Output the data that follows exactly, line for line.

* Start Stored rows *

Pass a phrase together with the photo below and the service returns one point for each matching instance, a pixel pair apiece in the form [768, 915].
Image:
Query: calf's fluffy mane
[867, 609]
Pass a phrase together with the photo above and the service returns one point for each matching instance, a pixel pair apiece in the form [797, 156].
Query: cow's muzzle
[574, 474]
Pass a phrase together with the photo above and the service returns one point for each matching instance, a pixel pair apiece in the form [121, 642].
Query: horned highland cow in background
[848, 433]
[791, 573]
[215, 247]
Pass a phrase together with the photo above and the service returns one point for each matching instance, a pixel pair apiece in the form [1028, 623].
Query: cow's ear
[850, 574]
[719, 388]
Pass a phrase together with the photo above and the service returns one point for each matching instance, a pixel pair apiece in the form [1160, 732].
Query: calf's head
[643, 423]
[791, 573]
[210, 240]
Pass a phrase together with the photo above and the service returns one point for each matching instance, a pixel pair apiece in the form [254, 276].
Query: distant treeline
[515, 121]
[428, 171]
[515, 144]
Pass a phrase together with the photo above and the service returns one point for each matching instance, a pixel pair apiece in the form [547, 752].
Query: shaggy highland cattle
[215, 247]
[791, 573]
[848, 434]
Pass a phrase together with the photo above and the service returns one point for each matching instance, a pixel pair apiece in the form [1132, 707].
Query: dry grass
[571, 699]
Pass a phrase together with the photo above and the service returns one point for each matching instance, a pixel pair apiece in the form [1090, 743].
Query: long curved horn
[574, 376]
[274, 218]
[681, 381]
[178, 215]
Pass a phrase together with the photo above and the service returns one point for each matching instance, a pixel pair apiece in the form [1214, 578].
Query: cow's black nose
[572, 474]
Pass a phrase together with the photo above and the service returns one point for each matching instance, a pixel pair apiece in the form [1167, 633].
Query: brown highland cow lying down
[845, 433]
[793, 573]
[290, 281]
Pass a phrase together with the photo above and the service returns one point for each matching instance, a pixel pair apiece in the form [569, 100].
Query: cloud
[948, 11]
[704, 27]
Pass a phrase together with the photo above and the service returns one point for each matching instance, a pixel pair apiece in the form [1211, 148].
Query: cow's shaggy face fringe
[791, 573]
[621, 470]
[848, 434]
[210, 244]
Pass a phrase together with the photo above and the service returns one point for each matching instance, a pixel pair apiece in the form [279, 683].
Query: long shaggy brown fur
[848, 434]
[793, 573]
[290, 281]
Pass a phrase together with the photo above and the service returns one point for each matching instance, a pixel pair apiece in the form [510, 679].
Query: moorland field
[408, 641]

* End Stored rows *

• Solution to the exercise
Pass a phrase together with the photo below and the service returns one point for each matching instance, a pixel pair apiece in the form [768, 915].
Image:
Query: calf's fluffy mane
[867, 609]
Pass a phrase together with the photo above and the service returns one point for each matching instance, a pixel pair apiece in the form [797, 156].
Query: cow's muzzle
[574, 474]
Pass a phrase together with the photo above and the service returns one point for each matching instance, a pixel pair apiece in the form [121, 642].
Query: horned highland cow in background
[848, 433]
[791, 573]
[215, 247]
Pass a phrase together with the photo above and the service returns one point for each matching instance, a pixel pair apiece in the form [1028, 623].
Query: cow's ear
[850, 574]
[719, 388]
Pass a phrase together with the photo above and the service returns one point for each matching instance, a pixel pair apiece in the form [1160, 732].
Query: calf's head
[643, 423]
[791, 573]
[210, 240]
Pass a phrase together with the photo above and the service returns one point for each matching instance, a pixel pair apiece in the form [254, 276].
Query: distant treeline
[515, 121]
[428, 171]
[515, 144]
Pass a phrase together with the photo above and the service returns one point for each matching instance, a pixel pair apiece in the form [547, 752].
Query: shaggy highland cattle
[215, 247]
[791, 573]
[848, 434]
Pass a phrase together with the photo above and the service returns one point for each matching instance, a pixel pair apiece in the form [1132, 707].
Query: dry grass
[571, 699]
Pass a phrase together with the photo above and the service returns one point for each matching instance, a pixel pair apiece in the form [1090, 743].
Query: long curved horn
[574, 376]
[274, 218]
[681, 381]
[178, 215]
Pass a phrase together with the photo above and the service returns one point for each matching instance, a pixel pair apiece in the form [1214, 578].
Query: cow's black nose
[572, 474]
Pass a phrase together with the photo above and the service returns one point for each matching instance, a pixel pair apiece in the form [1167, 633].
Query: brown highland cow lying down
[845, 433]
[793, 573]
[290, 281]
Pass a phrase together with the photo above and the service returns one point for each matching instance, a pixel pair apiece in the form [569, 100].
Query: cloud
[948, 11]
[704, 27]
Pass a phrase together with the photo above and the service returns one point for each matching instance, a pixel pair apiece in the form [1211, 148].
Query: cow's shaggy face fringe
[791, 573]
[621, 470]
[848, 434]
[210, 244]
Pass a phrase together with the photo above and the service returns one point for each matching instance, a pixel pair apiece in the form [279, 683].
Query: long shaggy brown fur
[848, 434]
[793, 573]
[290, 281]
Pass a phrase together with the photo above and the service returns one point for each matching instance, a pixel pair apiece in the form [510, 679].
Query: moorland field
[408, 641]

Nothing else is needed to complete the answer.